** START Document text **

# S&M WarPig??



## ServeEm (Jun 15, 2005)

Probably gonna pick up an S&M WarPig today, curious to what your guys' thought on that model. All I hear about it is nothing but good things. Ya it's heavy but so are your nuts, right? The geo seems sweet so I'm pretty gitty bout this one.


----------



## ServeEm (Jun 15, 2005)

Does anyone know what a warpig is?


----------



## Evil4bc (Apr 13, 2004)

ServeEm said:


> Does anyone know what a warpig is?


It's the Troy McMurry frame , big tubes 20" wheels heavy as sin makes a great anchor for your sail boat !!!

BTW the dropouts are HELLA big , and it comes with american B/B


----------



## ServeEm (Jun 15, 2005)

It's not that heavy, unless you have twigs for arms. I know 16yr olds @ 130lbs huckin that bike. Dropouts to protect ur freewheel.


----------



## sittingduck (Apr 26, 2005)

ServeEm said:


> Does anyone know what a warpig is?


WARPIG When Troy McMurray Isn't out giving members of the Metal Militia a good old fashioned beatdown, he's out on the streets putting this frame to the test. Word is, that Troy Has been riding the same frame for two years now. There is no doubt whatsoever that this frame can take some serious abuse.

** END Document text **
** START Record set **

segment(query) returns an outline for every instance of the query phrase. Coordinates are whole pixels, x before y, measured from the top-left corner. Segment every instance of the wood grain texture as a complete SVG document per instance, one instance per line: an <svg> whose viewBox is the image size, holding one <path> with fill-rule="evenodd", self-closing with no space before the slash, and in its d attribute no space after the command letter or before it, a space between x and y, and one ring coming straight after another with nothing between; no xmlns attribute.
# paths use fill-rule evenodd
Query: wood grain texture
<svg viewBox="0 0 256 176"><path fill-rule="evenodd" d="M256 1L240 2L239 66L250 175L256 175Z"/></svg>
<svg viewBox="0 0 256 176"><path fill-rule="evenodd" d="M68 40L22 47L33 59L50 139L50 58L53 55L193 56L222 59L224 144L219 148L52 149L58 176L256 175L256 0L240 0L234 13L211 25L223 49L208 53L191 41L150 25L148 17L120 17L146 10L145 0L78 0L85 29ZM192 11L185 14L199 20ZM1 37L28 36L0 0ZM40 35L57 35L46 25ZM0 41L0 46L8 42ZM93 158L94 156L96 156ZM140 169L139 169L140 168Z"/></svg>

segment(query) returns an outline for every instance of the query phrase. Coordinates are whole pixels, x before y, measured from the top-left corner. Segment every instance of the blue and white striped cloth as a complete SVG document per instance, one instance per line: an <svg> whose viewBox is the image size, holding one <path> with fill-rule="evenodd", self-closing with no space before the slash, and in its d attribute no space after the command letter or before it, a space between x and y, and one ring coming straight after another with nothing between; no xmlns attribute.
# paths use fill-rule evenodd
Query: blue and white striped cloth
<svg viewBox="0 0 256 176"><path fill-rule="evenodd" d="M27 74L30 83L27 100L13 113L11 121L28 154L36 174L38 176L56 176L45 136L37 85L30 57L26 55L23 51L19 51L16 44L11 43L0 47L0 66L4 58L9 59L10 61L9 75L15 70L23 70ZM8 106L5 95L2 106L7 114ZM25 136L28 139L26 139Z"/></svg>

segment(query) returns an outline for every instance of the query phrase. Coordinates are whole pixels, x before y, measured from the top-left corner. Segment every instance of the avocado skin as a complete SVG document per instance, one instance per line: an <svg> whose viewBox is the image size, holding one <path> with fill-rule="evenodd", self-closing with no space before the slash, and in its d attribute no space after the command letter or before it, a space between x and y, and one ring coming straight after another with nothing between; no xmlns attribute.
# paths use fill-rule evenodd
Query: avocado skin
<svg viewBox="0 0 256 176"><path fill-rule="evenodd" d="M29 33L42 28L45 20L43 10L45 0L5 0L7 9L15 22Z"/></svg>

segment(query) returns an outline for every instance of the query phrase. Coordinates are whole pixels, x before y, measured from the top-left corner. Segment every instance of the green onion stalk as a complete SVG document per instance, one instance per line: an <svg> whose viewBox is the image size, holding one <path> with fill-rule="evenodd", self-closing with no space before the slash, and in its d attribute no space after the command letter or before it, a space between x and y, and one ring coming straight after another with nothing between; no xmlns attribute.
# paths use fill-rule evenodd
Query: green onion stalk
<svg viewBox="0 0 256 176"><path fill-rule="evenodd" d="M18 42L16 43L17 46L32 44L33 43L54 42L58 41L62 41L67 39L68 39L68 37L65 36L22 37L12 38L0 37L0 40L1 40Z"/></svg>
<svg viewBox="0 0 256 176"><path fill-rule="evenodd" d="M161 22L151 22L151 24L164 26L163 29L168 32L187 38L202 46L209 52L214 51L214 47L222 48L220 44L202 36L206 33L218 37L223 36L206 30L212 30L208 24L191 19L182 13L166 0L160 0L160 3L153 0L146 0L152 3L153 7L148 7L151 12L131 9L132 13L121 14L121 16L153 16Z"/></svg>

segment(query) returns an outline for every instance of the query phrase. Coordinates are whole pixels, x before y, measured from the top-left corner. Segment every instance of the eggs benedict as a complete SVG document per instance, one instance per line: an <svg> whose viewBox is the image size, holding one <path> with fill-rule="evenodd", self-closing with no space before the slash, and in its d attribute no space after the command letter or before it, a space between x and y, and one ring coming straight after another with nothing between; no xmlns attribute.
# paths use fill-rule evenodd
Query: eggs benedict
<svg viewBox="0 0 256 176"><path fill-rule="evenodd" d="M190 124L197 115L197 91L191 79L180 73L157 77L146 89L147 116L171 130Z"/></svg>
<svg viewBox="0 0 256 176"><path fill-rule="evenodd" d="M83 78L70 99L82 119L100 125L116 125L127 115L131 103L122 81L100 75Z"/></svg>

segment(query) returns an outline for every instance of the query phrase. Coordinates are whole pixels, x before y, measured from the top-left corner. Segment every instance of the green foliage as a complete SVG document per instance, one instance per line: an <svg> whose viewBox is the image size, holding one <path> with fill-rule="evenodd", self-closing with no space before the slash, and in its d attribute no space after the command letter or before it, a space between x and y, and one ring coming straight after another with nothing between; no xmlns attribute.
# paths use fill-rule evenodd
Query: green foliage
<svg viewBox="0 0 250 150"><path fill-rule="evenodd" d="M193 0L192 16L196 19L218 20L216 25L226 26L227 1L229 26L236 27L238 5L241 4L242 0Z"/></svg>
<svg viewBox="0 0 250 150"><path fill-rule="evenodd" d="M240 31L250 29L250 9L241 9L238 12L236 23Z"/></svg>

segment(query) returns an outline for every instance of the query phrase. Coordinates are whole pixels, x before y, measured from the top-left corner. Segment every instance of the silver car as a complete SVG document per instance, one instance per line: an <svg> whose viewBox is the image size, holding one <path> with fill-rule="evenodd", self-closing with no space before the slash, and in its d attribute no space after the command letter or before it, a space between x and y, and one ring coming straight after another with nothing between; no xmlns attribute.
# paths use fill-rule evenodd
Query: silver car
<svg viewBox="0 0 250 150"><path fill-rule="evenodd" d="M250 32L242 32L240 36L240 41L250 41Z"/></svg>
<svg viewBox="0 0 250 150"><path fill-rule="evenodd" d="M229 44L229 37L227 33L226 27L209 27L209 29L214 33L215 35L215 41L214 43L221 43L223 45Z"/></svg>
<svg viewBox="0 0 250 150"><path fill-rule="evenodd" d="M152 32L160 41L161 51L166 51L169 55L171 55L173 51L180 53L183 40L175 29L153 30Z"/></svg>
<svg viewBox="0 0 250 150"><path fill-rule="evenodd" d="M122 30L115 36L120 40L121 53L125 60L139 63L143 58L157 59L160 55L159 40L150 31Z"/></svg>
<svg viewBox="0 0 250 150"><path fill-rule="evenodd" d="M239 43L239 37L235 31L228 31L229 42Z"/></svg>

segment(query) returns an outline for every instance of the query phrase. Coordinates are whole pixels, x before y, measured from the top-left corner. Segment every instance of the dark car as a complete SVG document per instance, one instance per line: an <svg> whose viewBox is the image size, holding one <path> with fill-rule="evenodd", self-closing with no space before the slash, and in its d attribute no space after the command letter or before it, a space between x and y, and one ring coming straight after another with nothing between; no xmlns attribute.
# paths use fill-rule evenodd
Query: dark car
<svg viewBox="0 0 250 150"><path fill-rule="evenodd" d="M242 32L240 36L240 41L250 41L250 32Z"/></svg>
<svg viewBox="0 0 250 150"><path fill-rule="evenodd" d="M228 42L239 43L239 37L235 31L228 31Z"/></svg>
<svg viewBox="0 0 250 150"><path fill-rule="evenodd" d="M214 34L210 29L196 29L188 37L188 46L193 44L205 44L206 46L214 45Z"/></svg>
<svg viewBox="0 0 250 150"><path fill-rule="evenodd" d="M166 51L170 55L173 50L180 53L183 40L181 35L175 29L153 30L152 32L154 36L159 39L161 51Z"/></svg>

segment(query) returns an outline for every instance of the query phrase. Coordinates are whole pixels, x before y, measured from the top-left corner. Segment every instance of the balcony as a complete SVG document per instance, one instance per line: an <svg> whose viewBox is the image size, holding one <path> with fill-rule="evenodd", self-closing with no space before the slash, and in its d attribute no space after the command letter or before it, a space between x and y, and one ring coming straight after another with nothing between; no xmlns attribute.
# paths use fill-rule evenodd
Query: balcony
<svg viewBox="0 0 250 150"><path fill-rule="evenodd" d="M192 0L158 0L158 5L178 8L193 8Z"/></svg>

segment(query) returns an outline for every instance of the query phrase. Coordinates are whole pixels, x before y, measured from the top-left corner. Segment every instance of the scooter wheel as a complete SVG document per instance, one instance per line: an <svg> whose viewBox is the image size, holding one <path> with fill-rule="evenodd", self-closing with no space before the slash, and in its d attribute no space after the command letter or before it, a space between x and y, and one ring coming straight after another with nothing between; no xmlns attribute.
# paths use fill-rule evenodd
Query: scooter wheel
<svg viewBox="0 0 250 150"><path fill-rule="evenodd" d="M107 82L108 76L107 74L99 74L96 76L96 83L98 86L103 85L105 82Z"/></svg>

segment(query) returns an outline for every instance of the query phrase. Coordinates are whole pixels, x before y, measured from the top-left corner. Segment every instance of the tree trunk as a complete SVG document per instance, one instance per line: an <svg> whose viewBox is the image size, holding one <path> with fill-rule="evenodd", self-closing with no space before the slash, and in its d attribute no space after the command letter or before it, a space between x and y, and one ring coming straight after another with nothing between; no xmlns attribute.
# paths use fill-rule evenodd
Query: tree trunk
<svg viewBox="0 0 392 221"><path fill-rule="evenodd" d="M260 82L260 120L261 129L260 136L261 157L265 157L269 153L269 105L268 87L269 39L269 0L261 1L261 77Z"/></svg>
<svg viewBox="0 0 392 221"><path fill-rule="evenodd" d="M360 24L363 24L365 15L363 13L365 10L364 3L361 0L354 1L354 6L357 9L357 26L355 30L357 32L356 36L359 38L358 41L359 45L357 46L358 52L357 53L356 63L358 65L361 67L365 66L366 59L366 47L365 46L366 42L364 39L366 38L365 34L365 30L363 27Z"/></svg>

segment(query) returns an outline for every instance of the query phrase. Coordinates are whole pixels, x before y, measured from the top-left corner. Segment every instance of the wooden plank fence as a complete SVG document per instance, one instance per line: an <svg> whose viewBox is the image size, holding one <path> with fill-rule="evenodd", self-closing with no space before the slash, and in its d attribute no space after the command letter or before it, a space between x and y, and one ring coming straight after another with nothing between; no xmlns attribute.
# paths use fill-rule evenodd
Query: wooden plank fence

** END Record set **

Request 1:
In the forum thread about the WarPig, what kind of bottom bracket does the frame come with?
Request 2:
Carry on the forum thread about the WarPig from the point where it ends.
The items are separate material, unrelated to the forum thread about the WarPig.

Final answer 1:
An American bottom bracket.

Final answer 2:
head tube angle: 74.5° chain stay length: 13.5"-15.5"
top tube length: 19.75" weight: 8.3 lb.
seat tube angle: 72° bottom bracket height: 11.5"
seat post size: 1" wheel base: 33.75"-35.75"


----------



## atomrcrkhsbiker (Sep 23, 2005)

sittingduck said:


>


$hit looks heavy:eekster:


----------



## ServeEm (Jun 15, 2005)

atomrcrkhsbiker said:


> $hit looks heavy:eekster:


It is but my wife's heavy and I can huck her around too...


----------



## fiddy_ryder (Jun 15, 2005)

holy chit.. 8lb bmx frame...


----------



## bedheadben (Jan 30, 2006)

hmm, I wonder, would you be better off buying one of these, or strapping lead weights around a normal bmx frame...


----------



## sittingduck (Apr 26, 2005)

Most bmx frames are going to run 6+ lbs, so it's not really all that extreme.


----------



## EPTX_RIDER (Mar 30, 2006)

sittingduck said:


> Most bmx frames are going to run 6+ lbs, so it's not really all that extreme.


Most BMX frames now are under 6 pounds. My S&M L.A.F. weighs 5lbs.


----------



## ServeEm (Jun 15, 2005)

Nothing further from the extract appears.